** Problem details **
Go through the entries below and retype them exactly, omitting each picture.

** Record list **
=-=-=
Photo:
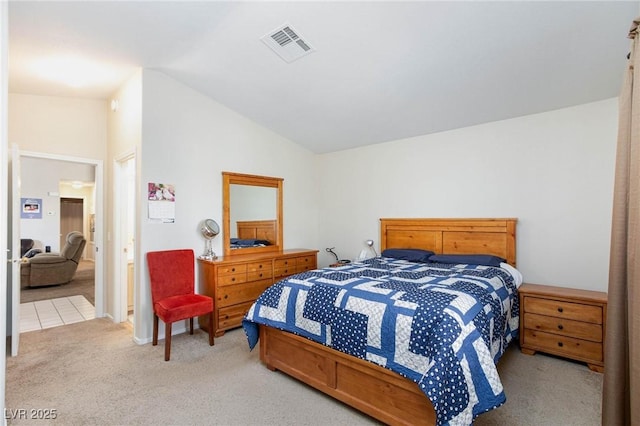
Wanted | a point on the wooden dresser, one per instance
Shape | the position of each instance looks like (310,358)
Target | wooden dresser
(235,282)
(566,322)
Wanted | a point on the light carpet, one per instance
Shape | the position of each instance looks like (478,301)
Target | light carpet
(93,373)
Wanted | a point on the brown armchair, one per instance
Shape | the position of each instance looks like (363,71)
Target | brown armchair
(52,268)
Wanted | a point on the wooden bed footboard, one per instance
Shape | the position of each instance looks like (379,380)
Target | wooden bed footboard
(367,387)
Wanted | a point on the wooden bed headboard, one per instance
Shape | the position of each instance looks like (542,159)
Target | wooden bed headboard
(257,230)
(452,236)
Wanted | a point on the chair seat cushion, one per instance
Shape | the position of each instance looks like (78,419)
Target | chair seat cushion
(176,308)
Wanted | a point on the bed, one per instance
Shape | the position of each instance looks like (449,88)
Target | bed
(396,394)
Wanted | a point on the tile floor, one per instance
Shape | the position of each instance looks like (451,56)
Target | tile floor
(55,312)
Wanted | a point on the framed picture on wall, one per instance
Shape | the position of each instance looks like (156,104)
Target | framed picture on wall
(31,208)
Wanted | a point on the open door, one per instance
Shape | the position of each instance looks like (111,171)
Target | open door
(14,235)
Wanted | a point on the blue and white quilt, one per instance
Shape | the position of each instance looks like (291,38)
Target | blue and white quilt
(443,326)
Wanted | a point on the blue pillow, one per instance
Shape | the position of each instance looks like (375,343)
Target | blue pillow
(412,255)
(471,259)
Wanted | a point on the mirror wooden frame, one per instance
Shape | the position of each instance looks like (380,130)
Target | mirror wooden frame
(230,178)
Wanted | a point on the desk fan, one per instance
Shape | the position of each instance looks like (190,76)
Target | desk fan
(209,229)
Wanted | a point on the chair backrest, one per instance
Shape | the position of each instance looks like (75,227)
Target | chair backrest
(171,273)
(73,247)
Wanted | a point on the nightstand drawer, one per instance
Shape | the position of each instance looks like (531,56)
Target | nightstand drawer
(562,309)
(306,263)
(232,316)
(565,327)
(564,346)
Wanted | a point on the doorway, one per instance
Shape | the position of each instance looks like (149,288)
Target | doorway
(71,217)
(43,170)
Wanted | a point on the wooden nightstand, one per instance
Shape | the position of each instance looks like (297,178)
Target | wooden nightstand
(563,321)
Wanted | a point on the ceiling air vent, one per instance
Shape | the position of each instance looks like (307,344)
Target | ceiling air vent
(287,42)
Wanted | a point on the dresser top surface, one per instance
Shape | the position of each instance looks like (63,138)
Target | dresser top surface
(261,256)
(562,292)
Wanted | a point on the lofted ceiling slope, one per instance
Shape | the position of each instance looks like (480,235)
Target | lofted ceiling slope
(379,71)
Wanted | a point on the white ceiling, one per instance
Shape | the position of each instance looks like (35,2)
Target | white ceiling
(381,70)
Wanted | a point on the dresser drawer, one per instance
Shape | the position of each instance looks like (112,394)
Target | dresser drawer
(564,346)
(232,279)
(562,309)
(259,271)
(260,267)
(565,327)
(232,269)
(231,317)
(239,293)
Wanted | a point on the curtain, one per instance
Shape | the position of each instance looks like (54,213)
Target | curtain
(621,386)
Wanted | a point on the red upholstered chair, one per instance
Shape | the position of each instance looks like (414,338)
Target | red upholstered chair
(172,277)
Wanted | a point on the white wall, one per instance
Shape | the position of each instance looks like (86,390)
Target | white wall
(552,171)
(56,125)
(188,140)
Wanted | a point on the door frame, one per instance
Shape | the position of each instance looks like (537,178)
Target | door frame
(121,207)
(99,222)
=-=-=
** Solved exercise **
Photo:
Wanted | a point on the wooden dresser, one per instance
Shape | the position of each instance looks like (310,358)
Target | wooden dresser
(235,282)
(566,322)
Wanted | a point on the light carpet, one per instance
Shape | the position of each instance looks like (478,301)
Target | light carpet
(93,373)
Wanted | a point on the brown armchair, one per instance
Shape | the position of each instance looks like (363,71)
Target | brown armchair
(52,268)
Wanted | a point on the wooden bed footboard, one per instance
Shape | the position of each instance looks like (379,380)
Target | wooden bed footboard
(367,387)
Wanted | a point on the wooden bed headboard, one per instance
Shape | the position of each instance looks like (542,159)
Target | wooden bed headboard
(257,230)
(452,236)
Wanted | a point on the chair seat cushion, one per instance
Shape | the position of each instance looks like (78,419)
Target | chair seat cushion
(176,308)
Wanted | a point on the bed, one per instance
Shape | the position of each instance looks like (449,88)
Target | bed
(396,394)
Wanted | a point on the tile floor, one per instance
Shape | the position of each instance looks like (451,56)
Target | tile floor
(55,312)
Wanted | a point on the framed picture on wall, one per instance
Shape | the position of each instance looks like (156,104)
Target | framed picture on wall
(31,208)
Wanted | a point on the open door, one per instance
Shape | the position of each instance looks like (111,171)
Target | open door
(14,235)
Wanted | a point on the blue and white quilt, one per instance
Shape | the position of each instance looks like (291,38)
Target | blue and white quilt
(443,326)
Wanted | a point on the blue pillow, one per instance
Shape | the position of each instance looks like (375,343)
Target | blue pillow
(412,255)
(471,259)
Wanted | a point on the mirror wooden frame, one per instance
Shape | the position of each instance looks like (380,130)
Target | mirror wooden frame
(230,178)
Wanted | a point on the desk fan, one per instance
Shape | the position of each instance looks like (190,76)
Target | desk fan
(209,229)
Wanted | a point on the chair backrest, one per instance
Shape | the position of each instance looks like (75,227)
Target | chair backrest
(171,273)
(73,247)
Wanted | a point on the nightstand drawer, one per instance
Shape | the position of each instance looks like (531,56)
Target | nightstand drawer
(562,309)
(306,263)
(232,316)
(565,327)
(564,346)
Wanted | a point on the doorway, one per instance
Shape | the position of each instance looks like (149,288)
Target | doorway
(71,217)
(43,170)
Wanted | a point on the wooden nightstand, one per instance
Shape | the position of each instance looks like (297,178)
Target | wooden nightstand
(563,321)
Wanted | a point on the ceiling air vent, one per instance
Shape | the position of each instance looks like (307,344)
Target | ceiling air vent
(287,42)
Wanted | a point on the dresser top surface, one per instance
Shape | the position of each instance looks like (63,138)
Target | dresser top surface
(261,256)
(562,292)
Wanted | a point on the lofted ceiling slope, one per instance
Shape | the position of each instance looks like (480,235)
Target | lofted ceiling slope
(379,71)
Wanted | a point on the white ceiling, one per instance
Shape | the position of each instance looks like (35,2)
Target | white ceiling
(381,70)
Wanted | a point on the dresser drawer, one per instance
Shape | the position of each instance looks like (112,394)
Target | dresser drawer
(564,346)
(232,279)
(562,309)
(259,271)
(260,267)
(565,327)
(232,269)
(231,317)
(239,293)
Wanted | a point on the curtain, one per instance
Shape | the position of each instance looks like (54,213)
Target | curtain
(621,386)
Wanted | a point on the red upholstered chair, one per instance
Shape | the position of each instance looks like (414,338)
Target | red upholstered chair
(172,277)
Wanted | a point on the white wall, one per instance
Shape | the position of each instance looks like (86,390)
Target | white wall
(552,171)
(56,125)
(188,140)
Wanted | a point on the door frame, one per instance
Shape | the position of each instance looks like (537,178)
Target | door frame
(121,207)
(99,222)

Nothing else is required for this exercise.